#### [Requirement]
Extract the data below line for line, word for word, and leave the pictures out of your answer.

#### [Supplied material]
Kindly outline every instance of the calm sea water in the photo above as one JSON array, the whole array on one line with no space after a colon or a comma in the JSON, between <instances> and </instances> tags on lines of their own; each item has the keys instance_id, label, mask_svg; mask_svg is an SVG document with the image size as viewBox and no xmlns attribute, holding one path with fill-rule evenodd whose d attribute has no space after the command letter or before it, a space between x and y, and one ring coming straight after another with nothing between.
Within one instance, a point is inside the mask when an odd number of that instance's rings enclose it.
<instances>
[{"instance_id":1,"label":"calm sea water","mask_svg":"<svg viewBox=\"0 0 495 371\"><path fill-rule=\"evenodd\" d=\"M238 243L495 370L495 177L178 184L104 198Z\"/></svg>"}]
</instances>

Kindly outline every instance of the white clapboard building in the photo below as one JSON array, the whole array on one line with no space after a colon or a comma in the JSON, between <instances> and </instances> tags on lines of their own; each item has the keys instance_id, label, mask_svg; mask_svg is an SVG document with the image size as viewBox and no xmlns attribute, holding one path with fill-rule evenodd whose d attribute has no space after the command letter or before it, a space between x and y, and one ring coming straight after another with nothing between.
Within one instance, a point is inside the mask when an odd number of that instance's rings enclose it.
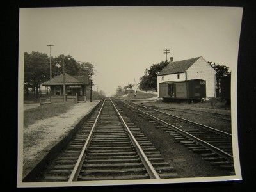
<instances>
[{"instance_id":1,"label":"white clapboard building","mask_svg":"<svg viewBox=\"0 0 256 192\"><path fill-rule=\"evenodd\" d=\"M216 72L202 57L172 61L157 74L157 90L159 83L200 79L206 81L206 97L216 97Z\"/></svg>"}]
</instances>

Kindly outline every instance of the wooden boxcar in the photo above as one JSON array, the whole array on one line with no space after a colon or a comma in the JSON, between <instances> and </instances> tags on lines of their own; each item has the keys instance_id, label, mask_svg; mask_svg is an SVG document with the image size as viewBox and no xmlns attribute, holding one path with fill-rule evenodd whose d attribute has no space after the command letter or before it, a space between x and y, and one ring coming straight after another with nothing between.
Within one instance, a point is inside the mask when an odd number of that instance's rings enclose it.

#### [Solution]
Kindly outline every instance of the calm sea water in the photo above as one JSON array, the whole array on one line with no space after a colon or a comma in the JSON, between <instances> and </instances> tags on lines of their own; each item has the keys instance_id, label, mask_svg; mask_svg is an SVG document with the image size as viewBox and no xmlns attribute, holding one path with fill-rule evenodd whose d attribute has no space after the command letter or before it, a space between x and y, and one ring coming straight after another with nothing between.
Within one instance, a point is inside the mask when an odd number of that instance's rings enclose it.
<instances>
[{"instance_id":1,"label":"calm sea water","mask_svg":"<svg viewBox=\"0 0 495 371\"><path fill-rule=\"evenodd\" d=\"M238 243L495 370L495 177L178 184L104 198Z\"/></svg>"}]
</instances>

Kindly outline every instance of the white clapboard building in the photo below as one JSON array, the whole array on one line with no space after a colon or a comma in the JSON, between <instances> and </instances> tags on lines of their own; each item has the keys instance_id, label, mask_svg; mask_svg is an SVG document with the image size as viewBox and no xmlns attribute, holding one path with fill-rule evenodd whose d attribute has no space after the command letter or before it, a space between x and y, and one ring coming straight after another with nothing between.
Within one instance, a point is inside the mask when an odd number of that instance's rings enclose it.
<instances>
[{"instance_id":1,"label":"white clapboard building","mask_svg":"<svg viewBox=\"0 0 256 192\"><path fill-rule=\"evenodd\" d=\"M216 72L202 57L172 61L157 74L157 90L159 83L200 79L206 81L206 97L216 97Z\"/></svg>"}]
</instances>

Kindly outline every instance of the wooden boxcar in the photo above as one JSON array, the whole array on one line with no space after a colon or a comma in the JSON, between <instances> and </instances> tags on lines of their own; each item has the keys instance_id, label, mask_svg; mask_svg is an SVG document with the image size as viewBox and no xmlns attribute, holding one path with fill-rule evenodd whose d attribute has no space after the command letter or before it, a space between x and y, and one ring coming straight after another with nothing between.
Within one instance, a point is inside the mask when an odd number of that instance's rings enclose it.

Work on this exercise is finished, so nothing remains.